(Foto: dailymail)
Tes saliva diklaim lebih mewakili banyaknya jumlah hormon sehingga cocok untuk mengetahui kondisi hormon seseorang. Tapi kekurangannya kadang perlu beberapa kali tes karena orang mengalami turun naik kadar hormonnya.
Misalnya, saat mendekati masa menopause, perempuan akan mengalami berbagai gejala akibat adanya penurunan kadar estrogen.
Sedangkan pada laki-laki pada kondisi andropause mengalami kekurangan testosterone yang disertai dengan kelelahan, kehilangan massa otot serta penurunan kepadatan tulang.
Nah, untuk menentukan perawatan yang tepat dengan kondisi hormon seperti itu bisa melakukan tes saliva. Pengujian ini bisa menentukan misalnya hormon seks apa yang mengalami penurunan dan membantu dokter menentukan jenis dan dosis untuk menggantikan hormon yang berkurang.
Tes saliva ini bisa dilakukan di rumah dengan meletakkannya di dalam wadah lalu mengirimkannya ke laboratorium. Tapi terkadang seseorang harus mengambil sampel beberapa hari atau beberapa kali dalam sehari, hal ini dikarenakan kadar hormon bisa bervariasi pada waktu-waktu tertentu.
"Meski demikian studi yang dilakukan belum cukup untuk menentukan arti dari tes saliva ini. Konsep ini sendiri sebenarnya tidak cacat tapi belum bekerja dengan baik untuk membuatnya mendekati valid," ujar Nanette Santoro, ketua obstetric dan ginekologi dari University of Colorado di Denver, seperti dikutip dari Wall Street Journal, Rabu (2/6/2010).
Beberapa ahli menuturkan tes ini memberikan representatif yang lebih baik untuk mengukur kadar hormon dibandingkan dengan tes darah. Karena hormon masuk ke dalam air liur melalui pembuluh darah yang berada di dekat kelenjar ludah.
Dokter biasanya akan mengobati defisiensi hormon dengan menggunakan dosis rendah dari hormon yang bermasalah dan meningkatkannya agar tidak timbul gejala.
Sebuah arrtikel Clinical Chemistry 2008 menyimpulkan bahwa tes saliva telah terbukti dapat diandalkan untuk beberapa tujuan seperti diagnosis sindrom Cushing atau gangguan kortisol yang terlalu tinggi.
Tapi ahli biologi di University of Erlangen-Nornberg, Jerman Michael Groschl meragukan hasil tes saliva ini. Menurutnya dibutuhkan lebih banyak studi untuk membuat tes ini menjadi cara diagnosis yang bisa diandalkan.
"Kita perlu standarisasi cara, sama halnya seperti mendiagnosis dengan sampel darah. Karena metode yang berbeda bisa memberikan hasil berbeda pula meskipun berasal dari sampel yang sama," ujar Dr Groschl.
Meski demikian beberapa ahli sudah menggunakan metode ini untuk diagnosis beberapa kondisi, walaupun masih menjadi kontroversi mengenai standarisasinya.
--------------------
* _Perintah Tugas_
Kembalikan bagian artikel tentang tes saliva di atas, mulai dari "Tes saliva diklaim" sampai "penurunan kadar estrogen.", tanpa mengubah apa pun.

* _Data Latihan_
--------------------
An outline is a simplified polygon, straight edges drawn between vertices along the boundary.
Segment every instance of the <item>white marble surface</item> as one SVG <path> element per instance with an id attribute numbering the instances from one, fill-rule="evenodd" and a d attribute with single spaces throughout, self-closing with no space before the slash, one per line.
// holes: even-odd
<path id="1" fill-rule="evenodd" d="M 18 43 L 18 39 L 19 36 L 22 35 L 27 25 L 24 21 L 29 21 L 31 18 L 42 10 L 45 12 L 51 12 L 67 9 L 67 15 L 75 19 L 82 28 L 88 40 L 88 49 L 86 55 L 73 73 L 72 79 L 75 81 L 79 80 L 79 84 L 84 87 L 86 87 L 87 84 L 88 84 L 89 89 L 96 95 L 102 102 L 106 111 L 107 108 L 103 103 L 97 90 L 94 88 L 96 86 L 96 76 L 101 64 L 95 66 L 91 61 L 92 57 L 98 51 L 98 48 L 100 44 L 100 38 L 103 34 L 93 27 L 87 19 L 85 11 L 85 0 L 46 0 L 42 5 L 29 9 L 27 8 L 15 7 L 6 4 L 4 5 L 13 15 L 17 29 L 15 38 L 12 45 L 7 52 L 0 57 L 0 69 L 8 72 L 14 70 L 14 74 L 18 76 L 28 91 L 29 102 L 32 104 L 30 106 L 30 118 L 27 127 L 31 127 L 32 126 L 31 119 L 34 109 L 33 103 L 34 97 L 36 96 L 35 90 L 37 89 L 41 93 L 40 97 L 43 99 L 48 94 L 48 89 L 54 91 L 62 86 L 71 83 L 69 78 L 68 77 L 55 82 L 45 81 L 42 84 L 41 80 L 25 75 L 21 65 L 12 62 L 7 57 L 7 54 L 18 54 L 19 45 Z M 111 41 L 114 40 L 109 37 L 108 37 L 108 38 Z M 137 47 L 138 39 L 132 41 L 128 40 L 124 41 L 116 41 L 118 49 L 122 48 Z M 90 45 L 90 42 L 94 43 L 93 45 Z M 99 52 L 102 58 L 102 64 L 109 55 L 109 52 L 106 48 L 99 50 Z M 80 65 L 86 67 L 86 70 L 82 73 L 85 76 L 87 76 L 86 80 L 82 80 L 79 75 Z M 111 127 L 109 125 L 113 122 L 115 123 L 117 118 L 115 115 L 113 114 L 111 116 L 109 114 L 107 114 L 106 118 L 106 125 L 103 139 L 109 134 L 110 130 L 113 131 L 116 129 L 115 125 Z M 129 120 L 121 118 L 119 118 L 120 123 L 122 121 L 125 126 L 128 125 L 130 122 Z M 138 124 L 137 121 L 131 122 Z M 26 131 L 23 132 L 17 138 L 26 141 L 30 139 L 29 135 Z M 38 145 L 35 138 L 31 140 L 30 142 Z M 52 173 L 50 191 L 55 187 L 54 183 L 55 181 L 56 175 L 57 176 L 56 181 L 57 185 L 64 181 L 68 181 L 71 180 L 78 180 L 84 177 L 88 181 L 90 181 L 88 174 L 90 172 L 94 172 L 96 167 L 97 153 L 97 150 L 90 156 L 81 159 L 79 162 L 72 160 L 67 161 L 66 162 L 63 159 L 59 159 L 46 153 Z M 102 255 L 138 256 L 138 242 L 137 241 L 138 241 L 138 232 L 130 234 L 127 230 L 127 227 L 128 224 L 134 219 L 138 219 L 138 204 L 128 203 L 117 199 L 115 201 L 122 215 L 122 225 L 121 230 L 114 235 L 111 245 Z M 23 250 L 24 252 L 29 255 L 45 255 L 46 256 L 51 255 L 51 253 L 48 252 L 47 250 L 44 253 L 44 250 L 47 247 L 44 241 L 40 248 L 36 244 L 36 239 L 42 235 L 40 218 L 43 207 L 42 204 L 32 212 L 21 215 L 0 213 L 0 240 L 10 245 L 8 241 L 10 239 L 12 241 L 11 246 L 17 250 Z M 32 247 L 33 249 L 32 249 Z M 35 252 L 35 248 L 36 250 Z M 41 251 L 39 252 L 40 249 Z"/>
--------------------
* _Hasil_
Tes saliva diklaim lebih mewakili banyaknya jumlah hormon sehingga cocok untuk mengetahui kondisi hormon seseorang. Tapi kekurangannya kadang perlu beberapa kali tes karena orang mengalami turun naik kadar hormonnya.
Misalnya, saat mendekati masa menopause, perempuan akan mengalami berbagai gejala akibat adanya penurunan kadar estrogen.